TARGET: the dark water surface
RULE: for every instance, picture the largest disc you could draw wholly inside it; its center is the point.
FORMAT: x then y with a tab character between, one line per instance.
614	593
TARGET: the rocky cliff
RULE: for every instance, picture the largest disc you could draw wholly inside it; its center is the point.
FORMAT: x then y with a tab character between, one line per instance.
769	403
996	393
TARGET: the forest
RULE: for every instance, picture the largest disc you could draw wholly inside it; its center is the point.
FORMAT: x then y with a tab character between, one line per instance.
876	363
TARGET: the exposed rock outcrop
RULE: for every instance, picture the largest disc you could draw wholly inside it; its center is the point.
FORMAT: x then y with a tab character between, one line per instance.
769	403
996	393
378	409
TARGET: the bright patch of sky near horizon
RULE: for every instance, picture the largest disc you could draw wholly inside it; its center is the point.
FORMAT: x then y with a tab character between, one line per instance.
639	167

:::

_Task directions_: Can you put every line of the records above into a numbered list, leaving out the blank lines?

_Expected answer_:
1. TARGET: the dark water surface
2. RULE: for every instance, picture the largest disc you could draw wholly inside it; its center is the point.
3. FORMAT: x then y with a tab character between, one line per instance.
4. 614	593
5. TARGET: the rocky cliff
6. RULE: for every instance, picture the largest disc you could draw wholly inside it; its center is the point.
7. FORMAT: x then y with a tab character between, one line per instance.
8. 769	403
9. 996	393
10. TARGET: the forest
11. RULE: for every instance, picture the largest disc you could draw wholly inside it; its center is the point.
12. FORMAT: x then y with a tab character between, one line per instance.
13. 876	363
14. TARGET: the exposed rock outcrop
15. RULE: for every instance, picture the largest disc you could draw wholly inside it; its center is the point.
16. FORMAT: x then y with a tab character between, one line per instance.
17. 769	403
18. 996	393
19. 378	409
20. TARGET: the bright patch of sky near horizon
21. RULE: for every instance, picture the largest disc you could draw wholly inside it; its center is the point.
22. FORMAT: x then y with a tab character between, one line per instance.
23. 639	167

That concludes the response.